EXCERPTED PASSAGE:
========================================

-{This is a crosspost of my submission to the Work Symposium over at Ordinary Times.)
When we moved from our previous home in the Mountain West to our current one in the Mountain East, it was a very long and stressful drive. The best evening we spent was in Ohio, where we somehow ended up snagging a hotel room at a rustic golf resort hotel off Kayak. Our least pleasant is equally as easy to determine: Dickinson, North Dakota. Hotel rooms in Dickinson were virtually non-existent. We found a Super 8. The outside whole hotel smelled like sweat and cigarette smoke. Our room hadn’t been cleaned when we got it. Housekeeping – or somebody – stole my daughter’s Cat in the Hat book.
Dickinson is over two hours south of Williston, North Dakota, which is the focal point for the oil boom that has come to define the state. I thought that would be enough distance from all of the activity that we would be able to avoid what we weren’t.
The previously small town of Williston has been getting a lot of national press lately due to the insanity that has followed the oil boom. There was initially some positive coverage, but it was quickly followed by a different type of article. One that stated, in effect, the economic boom is great for some, but… but… but… there’s crime, sexual harassment, housing shortages, doctor shortages, and on and on.
The problems range from annoying to serious, but the overall tone I think gets it backwards. It’s not that there’s a great things but all of these problems. It’s that there are these problems, but there is this great thing!
I sacrificed my career for my wife’s. Her career needs resulted in five moves over ten years, including to places that are inhospitable to a career in IT. I made the most of every landing while I could, but each new location meant a step back from the promotions and capital I’d built at the previous. Then we landed in ruralia, and there simply were no opportunities. While there, our daughter was born and I became a stay-at-home father.

========================================

DATA SHOWN:
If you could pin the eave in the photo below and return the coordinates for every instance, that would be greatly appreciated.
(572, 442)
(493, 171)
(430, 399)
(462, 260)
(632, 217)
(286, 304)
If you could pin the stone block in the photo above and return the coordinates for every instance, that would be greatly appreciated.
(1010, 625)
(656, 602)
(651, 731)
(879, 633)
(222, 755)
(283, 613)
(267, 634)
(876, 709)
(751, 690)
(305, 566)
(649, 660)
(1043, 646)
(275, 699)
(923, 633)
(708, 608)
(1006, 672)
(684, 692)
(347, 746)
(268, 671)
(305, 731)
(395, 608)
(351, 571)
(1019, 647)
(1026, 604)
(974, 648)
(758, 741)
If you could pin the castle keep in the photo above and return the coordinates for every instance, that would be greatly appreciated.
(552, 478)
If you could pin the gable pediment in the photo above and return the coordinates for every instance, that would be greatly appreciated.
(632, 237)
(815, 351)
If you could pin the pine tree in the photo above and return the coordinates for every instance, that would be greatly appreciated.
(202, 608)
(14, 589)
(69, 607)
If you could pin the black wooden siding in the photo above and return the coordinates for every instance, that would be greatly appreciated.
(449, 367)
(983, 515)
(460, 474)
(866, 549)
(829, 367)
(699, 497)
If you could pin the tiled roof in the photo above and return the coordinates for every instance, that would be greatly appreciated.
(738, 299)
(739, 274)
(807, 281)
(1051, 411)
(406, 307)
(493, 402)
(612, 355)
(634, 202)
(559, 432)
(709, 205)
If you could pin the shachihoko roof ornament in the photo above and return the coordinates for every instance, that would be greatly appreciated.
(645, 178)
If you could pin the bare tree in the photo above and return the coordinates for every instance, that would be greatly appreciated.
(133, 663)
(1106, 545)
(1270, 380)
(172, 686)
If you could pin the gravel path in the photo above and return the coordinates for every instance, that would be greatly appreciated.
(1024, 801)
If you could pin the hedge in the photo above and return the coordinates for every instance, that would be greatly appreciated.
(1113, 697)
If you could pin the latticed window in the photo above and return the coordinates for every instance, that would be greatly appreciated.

========================================

Summarize the essay about the North Dakota oil boom in two sentences.

During a long move from the Mountain West to the Mountain East, the writer's least pleasant night was at a dirty, smoke-smelling Super 8 in Dickinson, North Dakota, over two hours south of Williston, the focal point of the state's oil boom. The writer argues that national coverage gets the boom backwards by stressing its problems over the great thing it offers, and recounts giving up an IT career for a wife's career through five moves in ten years, ending as a stay-at-home father in a rural place with no opportunities.